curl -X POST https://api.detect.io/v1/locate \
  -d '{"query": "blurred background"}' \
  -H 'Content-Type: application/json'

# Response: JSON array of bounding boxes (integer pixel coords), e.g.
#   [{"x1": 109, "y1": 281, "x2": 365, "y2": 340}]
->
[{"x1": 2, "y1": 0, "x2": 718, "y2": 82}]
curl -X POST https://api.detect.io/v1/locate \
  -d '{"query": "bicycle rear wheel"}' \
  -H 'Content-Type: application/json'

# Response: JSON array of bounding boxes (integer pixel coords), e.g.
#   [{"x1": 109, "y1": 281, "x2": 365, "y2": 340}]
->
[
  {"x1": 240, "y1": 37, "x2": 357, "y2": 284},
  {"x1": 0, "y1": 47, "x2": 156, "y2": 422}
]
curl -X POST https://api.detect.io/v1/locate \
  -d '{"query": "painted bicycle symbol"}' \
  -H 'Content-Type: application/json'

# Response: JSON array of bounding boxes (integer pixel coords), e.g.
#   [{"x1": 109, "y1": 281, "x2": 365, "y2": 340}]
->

::::::::

Provide an exact copy of all the material.

■ **Response below**
curl -X POST https://api.detect.io/v1/locate \
  -d '{"query": "blurred background"}' \
  -H 'Content-Type: application/json'

# Response: JSON array of bounding boxes (integer pixel coords), e.g.
#   [{"x1": 109, "y1": 281, "x2": 365, "y2": 340}]
->
[{"x1": 2, "y1": 0, "x2": 718, "y2": 82}]
curl -X POST https://api.detect.io/v1/locate \
  -d '{"query": "bicycle rear wheel"}' \
  -H 'Content-Type: application/json'

# Response: JSON array of bounding boxes (integer pixel coords), e.g.
#   [{"x1": 109, "y1": 281, "x2": 365, "y2": 340}]
->
[
  {"x1": 240, "y1": 37, "x2": 357, "y2": 284},
  {"x1": 0, "y1": 47, "x2": 156, "y2": 422}
]
curl -X POST https://api.detect.io/v1/locate \
  -d '{"query": "painted bicycle symbol"}' \
  -H 'Content-Type: application/json'

# Response: JSON array of bounding boxes (integer pixel coords), e.g.
#   [{"x1": 109, "y1": 281, "x2": 365, "y2": 340}]
->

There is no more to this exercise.